== GIVEN DATA ==

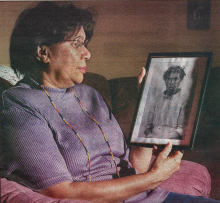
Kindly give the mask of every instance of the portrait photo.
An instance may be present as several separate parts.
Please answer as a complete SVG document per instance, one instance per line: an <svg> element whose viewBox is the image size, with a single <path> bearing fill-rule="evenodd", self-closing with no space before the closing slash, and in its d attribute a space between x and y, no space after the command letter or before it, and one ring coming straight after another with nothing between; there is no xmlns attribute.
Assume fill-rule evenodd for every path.
<svg viewBox="0 0 220 203"><path fill-rule="evenodd" d="M210 56L149 54L132 143L192 145Z"/></svg>

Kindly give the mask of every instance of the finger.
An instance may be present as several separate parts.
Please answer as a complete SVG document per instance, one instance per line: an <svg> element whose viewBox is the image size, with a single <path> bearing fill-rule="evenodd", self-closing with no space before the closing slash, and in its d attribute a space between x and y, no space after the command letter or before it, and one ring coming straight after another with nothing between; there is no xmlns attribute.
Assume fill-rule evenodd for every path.
<svg viewBox="0 0 220 203"><path fill-rule="evenodd" d="M138 85L142 83L145 74L146 74L146 70L144 67L142 67L141 73L138 75Z"/></svg>
<svg viewBox="0 0 220 203"><path fill-rule="evenodd" d="M183 153L180 152L180 151L176 151L175 154L174 154L174 158L176 159L182 159L183 157Z"/></svg>
<svg viewBox="0 0 220 203"><path fill-rule="evenodd" d="M163 149L162 153L164 156L168 157L171 151L172 151L172 144L168 142L165 148Z"/></svg>

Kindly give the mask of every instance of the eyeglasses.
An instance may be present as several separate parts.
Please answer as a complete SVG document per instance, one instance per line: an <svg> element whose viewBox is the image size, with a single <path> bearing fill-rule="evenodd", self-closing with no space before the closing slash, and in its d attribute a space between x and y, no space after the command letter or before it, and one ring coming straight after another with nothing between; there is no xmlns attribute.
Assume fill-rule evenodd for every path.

===

WHAT YOU HAVE TO DO |
Using the records above, please retype only the run of lines from the line holding "Kindly give the mask of every instance of the eyeglasses." through the last line, both ends included.

THE COMPLETED TASK |
Kindly give the mask of every instance of the eyeglasses.
An instance may be present as several separate parts.
Please answer as a complete SVG document per instance, one instance per line: an <svg> element whose viewBox is the image size, with a single <path> bearing fill-rule="evenodd", self-closing with no space before the closing slash, and in its d attribute a space between x and y, no space after the command letter or before it, and one ring coming straight after another with nothing between; there is no xmlns attribute.
Assume fill-rule evenodd for every path.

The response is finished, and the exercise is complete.